> **EXERCISE PROMPT**: Copy the records that follow exactly, leaving nothing out.

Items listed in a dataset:
==============================

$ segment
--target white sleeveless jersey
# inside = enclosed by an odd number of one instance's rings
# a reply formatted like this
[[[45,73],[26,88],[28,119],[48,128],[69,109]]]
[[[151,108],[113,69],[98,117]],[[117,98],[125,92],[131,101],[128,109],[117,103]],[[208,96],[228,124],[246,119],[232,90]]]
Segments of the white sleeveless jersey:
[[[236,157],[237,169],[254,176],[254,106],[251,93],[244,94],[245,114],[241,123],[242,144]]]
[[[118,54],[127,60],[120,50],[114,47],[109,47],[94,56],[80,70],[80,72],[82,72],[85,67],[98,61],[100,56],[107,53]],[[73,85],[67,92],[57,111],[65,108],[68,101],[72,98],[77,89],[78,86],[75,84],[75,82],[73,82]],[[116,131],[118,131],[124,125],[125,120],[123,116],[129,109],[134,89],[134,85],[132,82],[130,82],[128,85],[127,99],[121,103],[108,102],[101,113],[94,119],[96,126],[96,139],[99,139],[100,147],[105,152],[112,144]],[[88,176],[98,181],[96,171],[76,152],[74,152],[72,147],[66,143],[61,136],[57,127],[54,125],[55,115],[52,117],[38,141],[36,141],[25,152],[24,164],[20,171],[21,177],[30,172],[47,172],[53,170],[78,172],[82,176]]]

==============================

> **EXERCISE RESULT**:
$ segment
--target white sleeveless jersey
# inside = enclosed by an odd number of one instance's rings
# a reply formatted like this
[[[45,73],[26,88],[28,119],[48,128],[69,109]]]
[[[151,108],[113,69],[98,117]],[[117,98],[125,92],[131,101],[128,109],[117,103]],[[208,96],[228,124],[246,119],[232,90]]]
Segments of the white sleeveless jersey:
[[[236,157],[237,169],[254,176],[254,106],[251,93],[244,94],[245,114],[241,123],[242,144]]]
[[[118,54],[127,60],[120,50],[114,47],[109,47],[94,56],[80,70],[80,72],[82,72],[85,67],[98,61],[100,56],[107,53]],[[73,85],[67,92],[57,111],[65,108],[68,101],[72,98],[77,89],[78,86],[75,84],[75,82],[73,82]],[[116,131],[118,131],[124,125],[125,120],[123,116],[129,109],[134,89],[134,85],[132,82],[130,82],[128,85],[127,99],[121,103],[108,102],[101,113],[94,119],[96,126],[96,139],[99,139],[100,147],[105,152],[112,144]],[[88,176],[98,181],[96,171],[76,152],[74,152],[72,147],[66,143],[61,136],[57,127],[54,125],[55,115],[52,117],[38,141],[36,141],[25,152],[24,164],[20,171],[21,177],[30,172],[47,172],[53,170],[78,172],[82,176]]]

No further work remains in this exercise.